# The task
State how many lines of the material below contain the word "Identify", and give only the number.

○ ○ ○ ○

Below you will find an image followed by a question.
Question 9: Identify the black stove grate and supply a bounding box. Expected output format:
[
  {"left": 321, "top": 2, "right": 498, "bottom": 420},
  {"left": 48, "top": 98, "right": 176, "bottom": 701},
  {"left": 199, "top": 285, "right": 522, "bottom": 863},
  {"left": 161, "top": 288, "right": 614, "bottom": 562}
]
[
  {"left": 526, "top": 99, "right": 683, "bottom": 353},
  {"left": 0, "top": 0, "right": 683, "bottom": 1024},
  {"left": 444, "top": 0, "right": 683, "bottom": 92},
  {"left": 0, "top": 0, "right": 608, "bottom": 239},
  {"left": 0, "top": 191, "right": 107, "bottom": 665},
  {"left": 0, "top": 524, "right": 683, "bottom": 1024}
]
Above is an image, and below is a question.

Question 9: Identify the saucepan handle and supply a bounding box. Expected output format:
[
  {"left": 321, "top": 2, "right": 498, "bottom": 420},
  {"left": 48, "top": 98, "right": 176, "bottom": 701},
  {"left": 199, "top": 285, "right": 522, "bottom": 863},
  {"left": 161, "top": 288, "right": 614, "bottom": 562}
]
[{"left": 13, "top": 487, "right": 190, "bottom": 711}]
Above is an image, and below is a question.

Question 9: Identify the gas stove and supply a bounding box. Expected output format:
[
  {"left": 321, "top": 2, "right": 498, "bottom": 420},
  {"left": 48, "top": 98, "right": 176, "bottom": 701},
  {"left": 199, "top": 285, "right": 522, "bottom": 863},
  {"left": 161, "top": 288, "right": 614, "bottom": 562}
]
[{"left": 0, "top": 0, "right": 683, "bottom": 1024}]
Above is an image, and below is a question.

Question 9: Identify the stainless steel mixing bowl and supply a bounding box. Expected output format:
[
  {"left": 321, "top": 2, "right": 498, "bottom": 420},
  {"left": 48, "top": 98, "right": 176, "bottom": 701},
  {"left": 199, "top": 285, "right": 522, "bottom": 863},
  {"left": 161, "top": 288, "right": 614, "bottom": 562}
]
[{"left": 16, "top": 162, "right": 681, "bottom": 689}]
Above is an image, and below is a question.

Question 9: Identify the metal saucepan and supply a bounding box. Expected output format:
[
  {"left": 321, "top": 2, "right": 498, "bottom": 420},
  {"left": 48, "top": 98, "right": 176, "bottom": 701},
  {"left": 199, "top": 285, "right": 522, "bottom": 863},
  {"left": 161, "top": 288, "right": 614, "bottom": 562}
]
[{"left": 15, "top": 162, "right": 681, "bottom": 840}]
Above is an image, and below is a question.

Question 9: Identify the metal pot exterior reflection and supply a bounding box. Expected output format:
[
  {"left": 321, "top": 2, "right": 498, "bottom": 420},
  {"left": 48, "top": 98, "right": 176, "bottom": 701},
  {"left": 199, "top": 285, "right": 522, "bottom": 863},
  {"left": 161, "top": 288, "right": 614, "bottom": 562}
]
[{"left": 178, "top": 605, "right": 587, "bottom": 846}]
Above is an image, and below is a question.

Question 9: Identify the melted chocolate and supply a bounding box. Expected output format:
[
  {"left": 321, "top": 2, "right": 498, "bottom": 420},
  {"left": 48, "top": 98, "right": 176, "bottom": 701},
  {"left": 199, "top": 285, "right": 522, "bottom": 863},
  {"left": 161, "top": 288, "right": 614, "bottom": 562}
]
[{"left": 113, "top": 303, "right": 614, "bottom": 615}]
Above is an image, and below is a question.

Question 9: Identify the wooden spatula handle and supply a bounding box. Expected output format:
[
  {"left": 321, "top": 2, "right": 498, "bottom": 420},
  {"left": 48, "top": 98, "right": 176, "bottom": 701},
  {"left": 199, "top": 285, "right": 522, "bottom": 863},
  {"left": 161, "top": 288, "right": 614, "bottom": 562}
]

○ ○ ○ ○

# Solved problem
8